§ Text excerpt:
____
Let freedom ring! When liberals see a problem, the solution is often to call for a ban. Here’s a list of just some of the more ridiculous items on the liberal chopping block.
Barbie Dolls – A West Virginia state delegate wanted to put an end to Barbie. Democratic Delegate Jeff Eldridge of Lincoln County proposed House Bill 2918 in 2009, banning the sale of Barbie dolls and “other dolls that influence girls to be beautiful.” The Barbie Ban Bill claimed that the Mattel doll placed an undue importance on physical beauty to the detriment of their intellectual and emotional development.” Eldridge couldn’t find a single statehouse colleague to sign on to the bill and said he didn’t really expect it to pass.
Crosshair Symbols – Shortly after the 2011 shooting of Rep. Gabrielle Giffords in Arizona, Representative Bob Brady of Pennsylvania announced that he would introduce a bill making it a federal crime to use “language or symbols that could be perceived as threatening or inciting violence against a Member of Congress or federal official.” His intention was to ban crosshair symbols like those on a map used by Sarah Palin to demonstrate which congressional districts she was targeting for the 2012 election season. Brady’s idea was to expand Expand Title 18, Section 871 of the US Code (threats against President) to include more public servants from written threats. Conservatives responded by finding several examples of Democrats using similar crosshair symbols on campaign material.
____
§ Problem details: From the piece on proposed bans above, reproduce word for word the span that starts at "Let freedom ring!" and stops after "liberal chopping block.".

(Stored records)
____
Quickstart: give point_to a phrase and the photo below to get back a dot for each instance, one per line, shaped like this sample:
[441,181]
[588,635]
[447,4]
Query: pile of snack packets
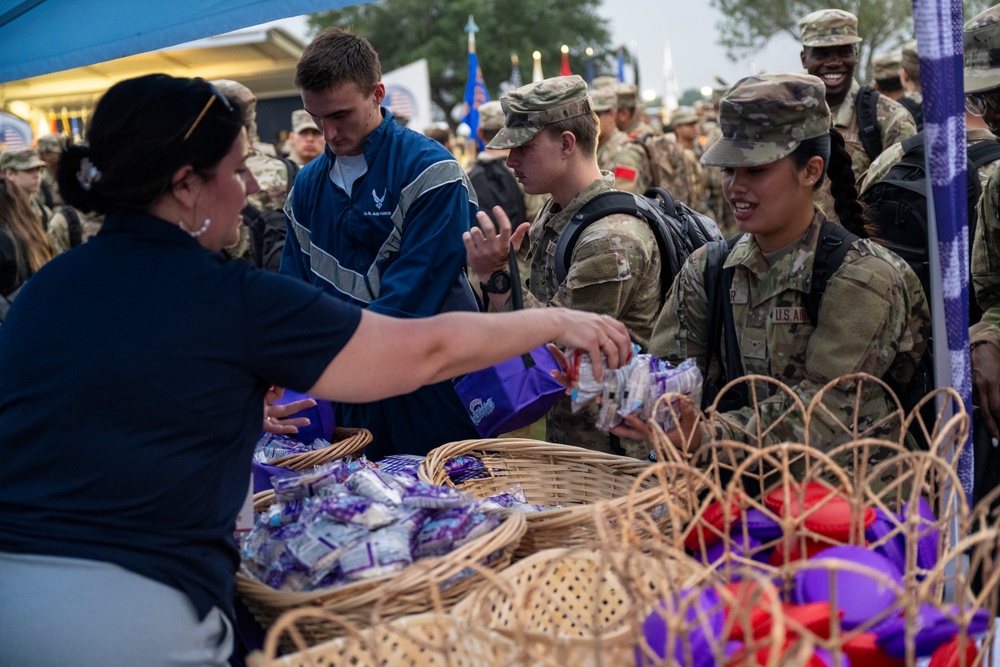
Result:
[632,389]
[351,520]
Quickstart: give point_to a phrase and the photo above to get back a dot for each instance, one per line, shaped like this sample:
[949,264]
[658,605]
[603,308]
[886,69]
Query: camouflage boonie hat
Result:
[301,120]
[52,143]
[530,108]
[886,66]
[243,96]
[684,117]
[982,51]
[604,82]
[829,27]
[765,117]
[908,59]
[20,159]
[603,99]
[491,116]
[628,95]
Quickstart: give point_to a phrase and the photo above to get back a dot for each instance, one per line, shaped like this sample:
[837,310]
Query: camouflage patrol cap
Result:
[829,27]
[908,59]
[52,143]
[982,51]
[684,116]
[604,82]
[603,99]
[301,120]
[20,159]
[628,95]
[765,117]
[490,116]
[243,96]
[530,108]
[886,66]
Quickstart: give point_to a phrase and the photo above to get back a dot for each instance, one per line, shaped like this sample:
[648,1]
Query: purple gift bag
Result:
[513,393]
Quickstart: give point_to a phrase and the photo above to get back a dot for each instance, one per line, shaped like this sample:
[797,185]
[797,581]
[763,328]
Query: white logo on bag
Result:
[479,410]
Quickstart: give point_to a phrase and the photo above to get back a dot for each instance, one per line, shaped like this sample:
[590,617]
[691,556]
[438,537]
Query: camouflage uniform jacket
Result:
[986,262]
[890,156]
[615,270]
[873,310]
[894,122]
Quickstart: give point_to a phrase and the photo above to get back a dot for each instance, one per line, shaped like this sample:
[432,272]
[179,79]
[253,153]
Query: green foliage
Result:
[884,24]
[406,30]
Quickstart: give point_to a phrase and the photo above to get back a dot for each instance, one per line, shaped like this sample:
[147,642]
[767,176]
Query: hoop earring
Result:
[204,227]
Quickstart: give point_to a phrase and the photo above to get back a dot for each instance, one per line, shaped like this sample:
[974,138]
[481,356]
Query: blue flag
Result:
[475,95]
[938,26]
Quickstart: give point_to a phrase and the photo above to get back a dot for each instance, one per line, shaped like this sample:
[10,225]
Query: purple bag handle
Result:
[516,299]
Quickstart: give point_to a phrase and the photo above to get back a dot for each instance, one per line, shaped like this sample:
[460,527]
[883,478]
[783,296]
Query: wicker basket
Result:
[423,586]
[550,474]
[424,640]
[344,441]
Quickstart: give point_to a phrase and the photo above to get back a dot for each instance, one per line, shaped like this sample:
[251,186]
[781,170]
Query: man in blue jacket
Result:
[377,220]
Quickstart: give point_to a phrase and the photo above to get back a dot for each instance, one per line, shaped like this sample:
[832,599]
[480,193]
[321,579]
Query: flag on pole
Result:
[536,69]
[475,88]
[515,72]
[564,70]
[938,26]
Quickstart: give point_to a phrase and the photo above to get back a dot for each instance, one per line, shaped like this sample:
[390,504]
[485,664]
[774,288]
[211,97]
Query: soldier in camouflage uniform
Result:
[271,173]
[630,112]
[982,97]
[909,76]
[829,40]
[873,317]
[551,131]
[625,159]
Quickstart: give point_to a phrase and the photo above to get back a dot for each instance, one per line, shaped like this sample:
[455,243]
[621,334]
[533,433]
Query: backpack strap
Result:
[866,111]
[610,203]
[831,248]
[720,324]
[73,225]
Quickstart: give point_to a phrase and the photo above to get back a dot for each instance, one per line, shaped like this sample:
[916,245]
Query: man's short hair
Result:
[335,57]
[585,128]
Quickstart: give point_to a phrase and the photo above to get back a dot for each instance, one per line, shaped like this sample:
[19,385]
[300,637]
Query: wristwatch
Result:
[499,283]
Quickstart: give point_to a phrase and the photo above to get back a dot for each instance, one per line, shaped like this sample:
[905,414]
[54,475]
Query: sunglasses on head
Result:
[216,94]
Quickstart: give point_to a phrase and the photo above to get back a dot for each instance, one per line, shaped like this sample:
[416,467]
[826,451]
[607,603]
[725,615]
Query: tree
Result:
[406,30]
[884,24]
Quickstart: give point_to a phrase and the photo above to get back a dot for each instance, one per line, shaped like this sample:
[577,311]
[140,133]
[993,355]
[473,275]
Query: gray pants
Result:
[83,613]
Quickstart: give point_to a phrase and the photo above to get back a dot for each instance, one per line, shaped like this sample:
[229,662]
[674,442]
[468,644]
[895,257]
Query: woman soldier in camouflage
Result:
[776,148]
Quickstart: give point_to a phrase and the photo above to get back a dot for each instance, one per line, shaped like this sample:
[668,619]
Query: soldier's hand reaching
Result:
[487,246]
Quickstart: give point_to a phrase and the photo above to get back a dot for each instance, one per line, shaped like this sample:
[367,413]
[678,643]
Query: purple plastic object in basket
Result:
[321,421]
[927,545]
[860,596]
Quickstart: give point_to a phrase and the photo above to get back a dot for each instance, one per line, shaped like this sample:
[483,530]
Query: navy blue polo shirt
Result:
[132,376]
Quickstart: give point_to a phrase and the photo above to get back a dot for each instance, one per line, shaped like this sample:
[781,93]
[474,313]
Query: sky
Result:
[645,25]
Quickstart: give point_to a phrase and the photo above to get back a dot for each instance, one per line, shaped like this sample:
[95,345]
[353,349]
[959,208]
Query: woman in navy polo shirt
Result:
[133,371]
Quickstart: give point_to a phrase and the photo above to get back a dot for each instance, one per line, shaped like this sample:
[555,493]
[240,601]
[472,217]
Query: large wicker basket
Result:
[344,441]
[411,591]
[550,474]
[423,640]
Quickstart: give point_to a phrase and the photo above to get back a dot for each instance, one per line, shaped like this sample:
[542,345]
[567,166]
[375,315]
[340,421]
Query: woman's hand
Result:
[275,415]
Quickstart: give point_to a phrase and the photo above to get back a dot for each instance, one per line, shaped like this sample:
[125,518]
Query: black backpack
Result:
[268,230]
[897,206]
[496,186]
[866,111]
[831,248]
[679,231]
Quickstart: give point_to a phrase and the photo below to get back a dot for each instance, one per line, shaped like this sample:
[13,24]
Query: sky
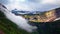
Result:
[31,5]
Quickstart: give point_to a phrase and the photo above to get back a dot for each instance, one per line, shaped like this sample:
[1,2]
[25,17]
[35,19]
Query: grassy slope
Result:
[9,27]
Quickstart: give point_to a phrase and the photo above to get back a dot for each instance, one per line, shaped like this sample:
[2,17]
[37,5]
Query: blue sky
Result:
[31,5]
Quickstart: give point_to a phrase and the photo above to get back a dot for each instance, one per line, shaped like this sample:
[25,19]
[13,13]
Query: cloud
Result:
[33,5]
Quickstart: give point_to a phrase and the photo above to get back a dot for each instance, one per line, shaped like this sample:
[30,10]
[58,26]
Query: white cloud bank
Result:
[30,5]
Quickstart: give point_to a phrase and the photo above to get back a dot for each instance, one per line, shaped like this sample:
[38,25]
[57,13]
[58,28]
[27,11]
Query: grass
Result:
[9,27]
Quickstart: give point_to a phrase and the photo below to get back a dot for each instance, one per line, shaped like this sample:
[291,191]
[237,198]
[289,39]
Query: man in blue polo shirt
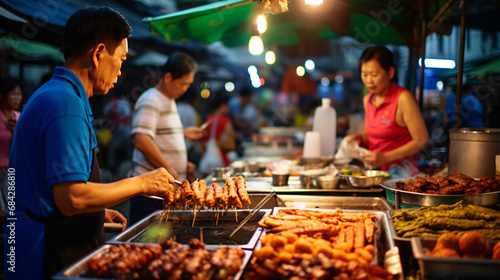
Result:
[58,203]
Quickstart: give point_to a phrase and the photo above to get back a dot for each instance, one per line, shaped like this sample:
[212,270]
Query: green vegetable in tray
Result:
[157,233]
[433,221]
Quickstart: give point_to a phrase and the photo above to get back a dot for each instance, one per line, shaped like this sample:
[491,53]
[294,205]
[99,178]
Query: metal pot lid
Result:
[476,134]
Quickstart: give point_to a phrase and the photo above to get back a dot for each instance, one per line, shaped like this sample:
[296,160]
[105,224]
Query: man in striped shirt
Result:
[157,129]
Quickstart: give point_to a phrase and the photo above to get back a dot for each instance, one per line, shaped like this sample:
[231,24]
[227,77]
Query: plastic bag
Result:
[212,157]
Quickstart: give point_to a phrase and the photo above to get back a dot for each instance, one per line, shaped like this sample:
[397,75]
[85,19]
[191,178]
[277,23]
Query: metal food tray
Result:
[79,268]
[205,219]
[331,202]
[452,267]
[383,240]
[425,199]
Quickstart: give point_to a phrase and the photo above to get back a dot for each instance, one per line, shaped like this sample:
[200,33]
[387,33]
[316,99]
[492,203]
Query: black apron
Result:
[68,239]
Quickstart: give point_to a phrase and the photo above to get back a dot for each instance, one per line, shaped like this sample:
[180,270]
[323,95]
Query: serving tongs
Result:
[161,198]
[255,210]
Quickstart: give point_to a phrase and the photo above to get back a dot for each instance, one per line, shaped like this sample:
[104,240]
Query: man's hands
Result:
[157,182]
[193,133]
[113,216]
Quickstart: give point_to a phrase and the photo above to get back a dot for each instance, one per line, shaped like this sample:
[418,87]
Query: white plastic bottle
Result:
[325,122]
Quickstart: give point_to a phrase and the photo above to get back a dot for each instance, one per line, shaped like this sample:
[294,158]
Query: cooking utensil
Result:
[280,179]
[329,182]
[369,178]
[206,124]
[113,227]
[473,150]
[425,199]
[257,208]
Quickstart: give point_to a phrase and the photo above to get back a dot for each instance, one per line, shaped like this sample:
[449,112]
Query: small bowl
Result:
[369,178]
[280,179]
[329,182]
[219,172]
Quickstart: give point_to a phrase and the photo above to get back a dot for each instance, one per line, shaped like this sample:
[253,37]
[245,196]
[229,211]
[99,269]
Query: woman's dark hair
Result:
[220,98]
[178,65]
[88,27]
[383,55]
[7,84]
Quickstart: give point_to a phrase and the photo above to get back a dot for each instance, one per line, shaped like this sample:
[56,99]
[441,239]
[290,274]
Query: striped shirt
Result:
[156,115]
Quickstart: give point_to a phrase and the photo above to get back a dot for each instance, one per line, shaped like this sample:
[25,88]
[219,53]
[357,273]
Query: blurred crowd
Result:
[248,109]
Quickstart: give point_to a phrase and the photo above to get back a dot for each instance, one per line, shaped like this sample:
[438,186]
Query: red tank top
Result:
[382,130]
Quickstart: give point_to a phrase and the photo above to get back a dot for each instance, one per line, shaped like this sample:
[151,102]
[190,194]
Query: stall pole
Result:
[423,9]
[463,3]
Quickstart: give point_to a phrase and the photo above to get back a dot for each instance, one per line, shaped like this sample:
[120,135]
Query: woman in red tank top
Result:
____
§ Task output:
Let freedom ring! When liberals see a problem, the solution is often to call for a ban. Here’s a list of just some of the more ridiculous items on the liberal chopping block.